=== Atividades ===
(A) Copie literalmente o trecho do relato sobre o imóvel de José que vai de "A inquilina, diz" até "interessou pela história.".
(B) Traduza para o inglês esta frase do relato sobre o imóvel de José: "Por fim, o juiz deu ganho de causa a José."
(C) Escreva a continuação do relato sobre o imóvel de José, começando depois da última frase apresentada.
--- Trecho do texto ---
Ele decidiu então entrar em contato com a Plataforma dos Afetados pelas Ocupações.
“Eles me ajudaram muito a traçar uma estratégia. Porque recuperar um imóvel ocupado na Espanha é como jogar uma partida de xadrez”, define José.
A inquilina, diz ele, já tinha a sua estratégia: declarar-se vulnerável, e aproveitar-se das proteções legais que dificultam ações de despejo contra pessoas em situação de vulnerabilidade.
O que a inquilina não esperava é que José, agora registrado na prefeitura como morador de uma van, também fosse se declarar vulnerável.
“E isso foi um fator-chave para conseguir solucionar o problema. Do contrário, teria demorado dois ou três anos para recuperar meu imóvel”, destaca ele.
Um programa de TV de grande audiência na Espanha foi contatado por José e se interessou pela história.
“Eles chegaram com câmeras. Todas as pessoas do prédio apareceram nas varandas. E o pai da inquilina desceu, para tentar me intimidar. O repórter e o cinegrafista tiveram que conter o homem, que estava muito agressivo”, conta José. A reportagem viralizou, e ele foi contatado por várias outras emissoras.
Na batalha jurídica que se seguiu, José demonstrou que seu salário é baixo:
“Trabalho na bilheteria de um estacionamento, onde também faço pequenos consertos. Também argumentei que o apartamento ocupado pela inquilina fica no quarto andar, e que os pais dela moram no quinto andar, exatamente em cima do meu imóvel.”
Por fim, o juiz deu ganho de causa a José.
“O juiz disse na sentença que quando duas partes são vulneráveis, ganha sempre a parte que é o dono do imóvel. Ele tem prioridade. A inquilina era vulnerável, mas eu também. O juiz também levou em consideração o fato de que os pais da inquilina viviam no andar de cima em um apartamento de quatro quartos”, observa ele.

Crédito, Arquivo pessoal de José Ignacio Ponce
Apesar da ordem judicial para que a inquilina desocupasse o apartamento em 29 de julho passado, ela não saiu do imóvel. E os tribunais entraram em recesso de verão.
--- Dados fornecidos ---
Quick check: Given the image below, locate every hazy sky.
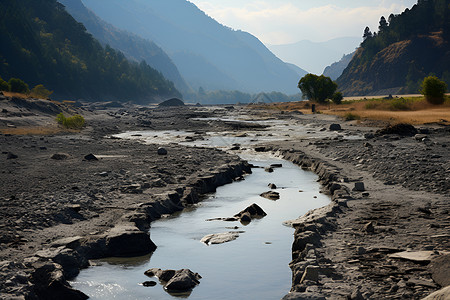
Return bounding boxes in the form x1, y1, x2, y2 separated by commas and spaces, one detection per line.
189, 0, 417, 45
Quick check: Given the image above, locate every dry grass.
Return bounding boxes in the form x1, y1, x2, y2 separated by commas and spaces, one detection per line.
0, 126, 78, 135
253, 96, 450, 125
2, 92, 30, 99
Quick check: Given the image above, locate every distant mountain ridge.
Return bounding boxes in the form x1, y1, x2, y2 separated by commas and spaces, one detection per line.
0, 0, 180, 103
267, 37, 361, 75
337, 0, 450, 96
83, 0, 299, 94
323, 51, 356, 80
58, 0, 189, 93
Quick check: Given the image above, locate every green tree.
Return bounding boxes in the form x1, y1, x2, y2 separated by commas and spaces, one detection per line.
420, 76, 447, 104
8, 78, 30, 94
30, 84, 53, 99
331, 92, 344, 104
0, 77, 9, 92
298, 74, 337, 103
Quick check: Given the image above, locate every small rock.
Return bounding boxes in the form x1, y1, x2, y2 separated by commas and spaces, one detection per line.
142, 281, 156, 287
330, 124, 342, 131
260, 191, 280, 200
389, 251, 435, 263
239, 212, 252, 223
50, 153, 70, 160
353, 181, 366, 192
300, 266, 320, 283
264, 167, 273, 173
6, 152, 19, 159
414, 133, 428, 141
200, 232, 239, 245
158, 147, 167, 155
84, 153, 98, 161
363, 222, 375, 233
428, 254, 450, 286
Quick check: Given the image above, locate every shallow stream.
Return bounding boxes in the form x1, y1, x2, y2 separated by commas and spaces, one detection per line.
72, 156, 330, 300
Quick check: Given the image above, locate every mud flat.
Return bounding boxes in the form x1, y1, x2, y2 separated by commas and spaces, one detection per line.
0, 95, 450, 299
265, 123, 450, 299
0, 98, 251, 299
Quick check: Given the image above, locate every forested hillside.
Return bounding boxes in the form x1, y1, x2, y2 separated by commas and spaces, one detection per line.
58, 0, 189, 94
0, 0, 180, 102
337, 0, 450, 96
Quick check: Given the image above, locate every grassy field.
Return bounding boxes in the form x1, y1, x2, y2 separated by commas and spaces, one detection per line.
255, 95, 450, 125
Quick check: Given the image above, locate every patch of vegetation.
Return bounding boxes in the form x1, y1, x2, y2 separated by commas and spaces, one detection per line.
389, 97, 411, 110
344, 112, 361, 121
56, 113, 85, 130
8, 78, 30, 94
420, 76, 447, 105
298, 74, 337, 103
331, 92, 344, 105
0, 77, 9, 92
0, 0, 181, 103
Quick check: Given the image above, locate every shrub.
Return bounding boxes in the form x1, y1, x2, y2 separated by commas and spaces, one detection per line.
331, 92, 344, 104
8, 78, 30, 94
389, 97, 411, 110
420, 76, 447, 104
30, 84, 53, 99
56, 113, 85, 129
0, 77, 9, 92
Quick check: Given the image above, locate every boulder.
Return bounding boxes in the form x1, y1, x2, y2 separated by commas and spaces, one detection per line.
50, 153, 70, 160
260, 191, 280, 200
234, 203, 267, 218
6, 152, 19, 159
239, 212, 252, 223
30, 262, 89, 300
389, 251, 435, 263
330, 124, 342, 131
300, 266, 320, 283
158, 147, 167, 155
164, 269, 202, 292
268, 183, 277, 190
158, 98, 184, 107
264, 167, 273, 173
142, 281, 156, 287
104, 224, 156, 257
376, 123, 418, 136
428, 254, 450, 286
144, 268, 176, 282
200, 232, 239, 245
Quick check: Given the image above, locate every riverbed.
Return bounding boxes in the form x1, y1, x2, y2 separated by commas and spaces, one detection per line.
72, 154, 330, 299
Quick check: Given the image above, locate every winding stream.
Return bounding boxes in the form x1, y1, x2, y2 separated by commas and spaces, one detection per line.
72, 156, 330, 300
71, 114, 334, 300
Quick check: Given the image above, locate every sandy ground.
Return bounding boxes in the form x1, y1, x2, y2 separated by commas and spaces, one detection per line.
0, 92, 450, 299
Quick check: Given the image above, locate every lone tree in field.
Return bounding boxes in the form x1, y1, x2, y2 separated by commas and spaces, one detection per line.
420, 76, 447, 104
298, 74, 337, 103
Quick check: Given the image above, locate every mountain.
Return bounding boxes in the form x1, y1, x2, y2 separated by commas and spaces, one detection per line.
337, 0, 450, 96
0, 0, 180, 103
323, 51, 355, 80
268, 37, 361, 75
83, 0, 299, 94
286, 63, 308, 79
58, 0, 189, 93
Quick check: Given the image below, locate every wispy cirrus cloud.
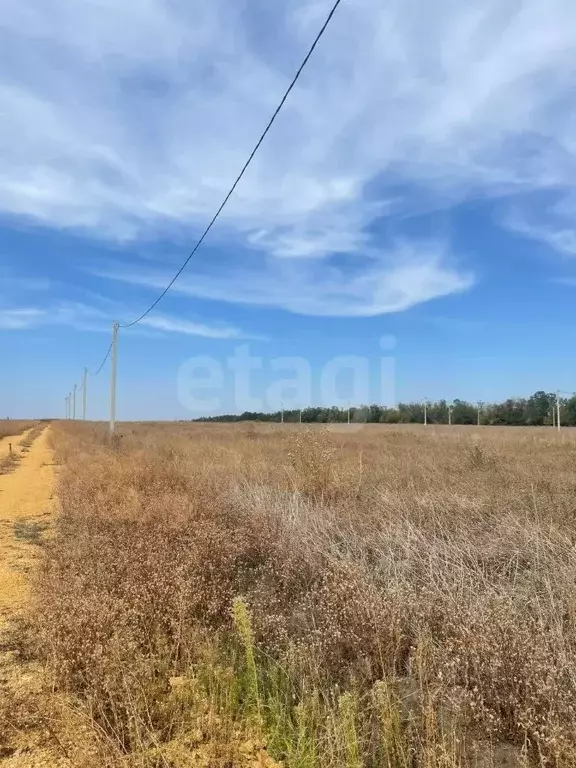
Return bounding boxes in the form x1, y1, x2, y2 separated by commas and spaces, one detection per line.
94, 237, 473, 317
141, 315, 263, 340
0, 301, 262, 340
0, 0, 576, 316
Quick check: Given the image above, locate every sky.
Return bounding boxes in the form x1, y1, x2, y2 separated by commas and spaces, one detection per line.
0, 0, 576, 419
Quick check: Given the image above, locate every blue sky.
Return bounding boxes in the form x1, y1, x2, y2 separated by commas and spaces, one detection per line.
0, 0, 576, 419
---
=== Respostas ===
(A)
A inquilina, diz ele, já tinha a sua estratégia: declarar-se vulnerável, e aproveitar-se das proteções legais que dificultam ações de despejo contra pessoas em situação de vulnerabilidade.
O que a inquilina não esperava é que José, agora registrado na prefeitura como morador de uma van, também fosse se declarar vulnerável.
“E isso foi um fator-chave para conseguir solucionar o problema. Do contrário, teria demorado dois ou três anos para recuperar meu imóvel”, destaca ele.
Um programa de TV de grande audiência na Espanha foi contatado por José e se interessou pela história.

(B) Finally, the judge ruled in José's favor.

(C)
“Sofri com as ondas de calor, com 45 graus dentro da van”, revolta-se José.
Quando finalmente a polícia chegou para efetivar a ação de despejo, em 26 de setembro, a inquilina exigiu que ele assinasse um papel responsabilizando-se pelos dois gatos que ela tinha no imóvel. Era outro truque para paralisar o despejo, diz José:
“Muita gente usa esse truque. Sabe por quê? Porque a lei proíbe que se deixe animais abandonados. Se eu me negasse a assinar, o juiz determinaria que a ação de despejo não poderia ser realizada.”
“Quando uma equipe de TV veio filmar a minha volta ao apartamento, a família da inquilina começou a dar fortes golpes no chão do apartamento de cima, para fazer todo o barulho possível e impedir a filmagem. A equipe de TV chegou a se assustar, porque batiam tanto no chão que a casa tremia”, diz ele.
José decidiu nunca mais voltar a viver no apartamento. Ele colocou o imóvel à venda e mudou-se temporariamente para o apartamento de veraneio de uma tia, a 30 quilômetros de Valência, enquanto faz planos para comprar um imóvel em outro lugar.
“Eu não poderia viver tranquilo no apartamento, com essas pessoas vivendo no andar de cima.”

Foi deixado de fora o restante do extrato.